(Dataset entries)
· · ·

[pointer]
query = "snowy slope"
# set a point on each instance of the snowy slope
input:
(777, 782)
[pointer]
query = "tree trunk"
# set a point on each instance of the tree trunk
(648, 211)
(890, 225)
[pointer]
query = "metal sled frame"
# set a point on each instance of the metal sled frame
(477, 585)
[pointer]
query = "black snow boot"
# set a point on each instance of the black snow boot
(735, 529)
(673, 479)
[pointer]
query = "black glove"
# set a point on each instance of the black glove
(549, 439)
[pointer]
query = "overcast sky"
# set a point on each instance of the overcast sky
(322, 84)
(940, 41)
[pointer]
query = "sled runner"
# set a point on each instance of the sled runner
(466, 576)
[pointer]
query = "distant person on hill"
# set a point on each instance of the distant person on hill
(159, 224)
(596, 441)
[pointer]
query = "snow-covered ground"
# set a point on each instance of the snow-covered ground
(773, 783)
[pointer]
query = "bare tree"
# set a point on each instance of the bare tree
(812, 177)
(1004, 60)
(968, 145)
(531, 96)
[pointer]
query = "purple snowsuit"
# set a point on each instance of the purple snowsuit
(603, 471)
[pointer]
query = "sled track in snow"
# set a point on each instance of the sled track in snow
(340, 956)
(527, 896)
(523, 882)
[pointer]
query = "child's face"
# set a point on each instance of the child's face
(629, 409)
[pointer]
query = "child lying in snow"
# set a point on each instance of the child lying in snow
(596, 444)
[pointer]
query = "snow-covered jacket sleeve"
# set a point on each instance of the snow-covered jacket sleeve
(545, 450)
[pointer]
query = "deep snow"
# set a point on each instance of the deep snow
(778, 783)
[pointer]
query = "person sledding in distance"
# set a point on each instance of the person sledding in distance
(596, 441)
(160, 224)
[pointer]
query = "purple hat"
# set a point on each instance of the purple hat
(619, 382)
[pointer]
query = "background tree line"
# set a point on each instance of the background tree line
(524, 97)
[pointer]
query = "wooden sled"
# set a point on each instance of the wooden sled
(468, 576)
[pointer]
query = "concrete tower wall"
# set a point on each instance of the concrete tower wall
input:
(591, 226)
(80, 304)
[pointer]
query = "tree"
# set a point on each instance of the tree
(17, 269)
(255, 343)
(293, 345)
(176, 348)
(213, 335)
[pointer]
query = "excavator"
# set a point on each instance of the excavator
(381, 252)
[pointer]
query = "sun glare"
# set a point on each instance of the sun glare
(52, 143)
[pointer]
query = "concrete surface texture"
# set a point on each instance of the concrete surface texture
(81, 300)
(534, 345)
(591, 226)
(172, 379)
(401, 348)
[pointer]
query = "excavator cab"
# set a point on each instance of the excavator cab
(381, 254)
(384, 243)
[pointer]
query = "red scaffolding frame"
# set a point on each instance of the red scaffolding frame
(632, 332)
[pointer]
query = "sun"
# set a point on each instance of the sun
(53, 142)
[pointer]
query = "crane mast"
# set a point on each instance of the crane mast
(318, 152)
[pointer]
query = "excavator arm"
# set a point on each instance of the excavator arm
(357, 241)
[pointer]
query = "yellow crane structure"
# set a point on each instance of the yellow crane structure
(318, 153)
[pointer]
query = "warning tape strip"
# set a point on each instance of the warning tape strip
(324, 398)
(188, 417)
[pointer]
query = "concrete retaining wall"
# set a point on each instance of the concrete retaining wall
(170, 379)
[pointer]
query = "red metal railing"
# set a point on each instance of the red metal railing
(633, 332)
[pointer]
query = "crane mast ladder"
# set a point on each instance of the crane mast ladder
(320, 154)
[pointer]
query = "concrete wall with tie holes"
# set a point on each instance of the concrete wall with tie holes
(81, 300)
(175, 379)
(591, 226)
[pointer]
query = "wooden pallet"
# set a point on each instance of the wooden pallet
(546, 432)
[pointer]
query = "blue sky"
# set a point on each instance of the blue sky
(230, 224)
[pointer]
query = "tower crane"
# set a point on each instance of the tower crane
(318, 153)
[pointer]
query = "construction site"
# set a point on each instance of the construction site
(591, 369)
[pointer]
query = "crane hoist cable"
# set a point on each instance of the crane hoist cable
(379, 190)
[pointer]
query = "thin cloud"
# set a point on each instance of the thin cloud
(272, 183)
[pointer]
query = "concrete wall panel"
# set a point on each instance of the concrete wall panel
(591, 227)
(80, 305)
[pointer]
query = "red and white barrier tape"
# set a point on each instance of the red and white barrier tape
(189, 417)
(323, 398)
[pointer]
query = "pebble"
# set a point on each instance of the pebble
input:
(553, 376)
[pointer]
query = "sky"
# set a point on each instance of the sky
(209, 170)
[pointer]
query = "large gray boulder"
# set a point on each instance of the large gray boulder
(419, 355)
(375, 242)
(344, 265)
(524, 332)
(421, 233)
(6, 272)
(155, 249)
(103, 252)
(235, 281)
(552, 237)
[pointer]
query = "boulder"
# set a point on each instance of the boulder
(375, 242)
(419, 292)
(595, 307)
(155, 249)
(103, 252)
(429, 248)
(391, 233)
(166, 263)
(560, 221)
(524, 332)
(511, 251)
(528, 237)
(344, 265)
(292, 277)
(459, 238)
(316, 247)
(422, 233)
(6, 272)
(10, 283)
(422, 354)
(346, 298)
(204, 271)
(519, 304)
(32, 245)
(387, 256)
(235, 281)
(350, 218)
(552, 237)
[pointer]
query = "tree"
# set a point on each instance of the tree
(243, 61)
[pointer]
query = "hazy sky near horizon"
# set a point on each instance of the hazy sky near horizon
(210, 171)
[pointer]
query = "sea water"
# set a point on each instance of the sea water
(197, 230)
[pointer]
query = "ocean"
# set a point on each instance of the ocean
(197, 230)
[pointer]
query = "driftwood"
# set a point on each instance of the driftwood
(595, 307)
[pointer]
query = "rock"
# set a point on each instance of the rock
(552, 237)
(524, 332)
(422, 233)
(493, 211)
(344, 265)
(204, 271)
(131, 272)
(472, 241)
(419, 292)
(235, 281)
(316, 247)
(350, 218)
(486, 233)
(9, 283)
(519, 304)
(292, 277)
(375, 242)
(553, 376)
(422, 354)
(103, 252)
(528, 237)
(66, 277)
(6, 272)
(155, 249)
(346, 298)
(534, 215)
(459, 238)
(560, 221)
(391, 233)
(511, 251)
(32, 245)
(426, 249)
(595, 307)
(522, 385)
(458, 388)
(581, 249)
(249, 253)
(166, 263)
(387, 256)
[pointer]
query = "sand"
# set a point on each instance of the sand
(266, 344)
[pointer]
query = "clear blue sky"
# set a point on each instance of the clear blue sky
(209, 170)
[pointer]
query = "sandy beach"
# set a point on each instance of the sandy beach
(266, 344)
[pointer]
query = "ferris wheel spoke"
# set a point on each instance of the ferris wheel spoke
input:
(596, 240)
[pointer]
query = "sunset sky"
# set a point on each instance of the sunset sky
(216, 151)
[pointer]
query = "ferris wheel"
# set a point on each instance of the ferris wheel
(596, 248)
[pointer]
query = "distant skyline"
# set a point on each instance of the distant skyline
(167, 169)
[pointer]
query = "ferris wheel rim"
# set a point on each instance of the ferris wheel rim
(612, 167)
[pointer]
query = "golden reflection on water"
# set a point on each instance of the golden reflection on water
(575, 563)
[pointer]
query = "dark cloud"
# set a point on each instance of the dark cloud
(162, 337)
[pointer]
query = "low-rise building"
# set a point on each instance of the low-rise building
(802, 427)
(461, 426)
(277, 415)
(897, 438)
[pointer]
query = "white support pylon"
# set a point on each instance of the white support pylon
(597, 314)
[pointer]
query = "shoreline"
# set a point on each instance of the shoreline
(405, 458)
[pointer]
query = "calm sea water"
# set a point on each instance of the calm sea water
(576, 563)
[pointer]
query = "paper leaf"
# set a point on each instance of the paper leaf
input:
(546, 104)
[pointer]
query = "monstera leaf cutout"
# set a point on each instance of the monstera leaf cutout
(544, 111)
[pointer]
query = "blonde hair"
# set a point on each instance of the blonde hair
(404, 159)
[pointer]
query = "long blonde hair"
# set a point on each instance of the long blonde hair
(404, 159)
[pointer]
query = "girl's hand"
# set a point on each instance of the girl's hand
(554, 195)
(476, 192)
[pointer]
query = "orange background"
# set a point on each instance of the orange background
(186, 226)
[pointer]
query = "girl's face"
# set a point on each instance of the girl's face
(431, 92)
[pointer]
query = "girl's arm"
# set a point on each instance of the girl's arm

· · ·

→ Exercise prompt:
Only a number is wanted. Count the lines of the data that contain "pebble".

→ Your solution:
2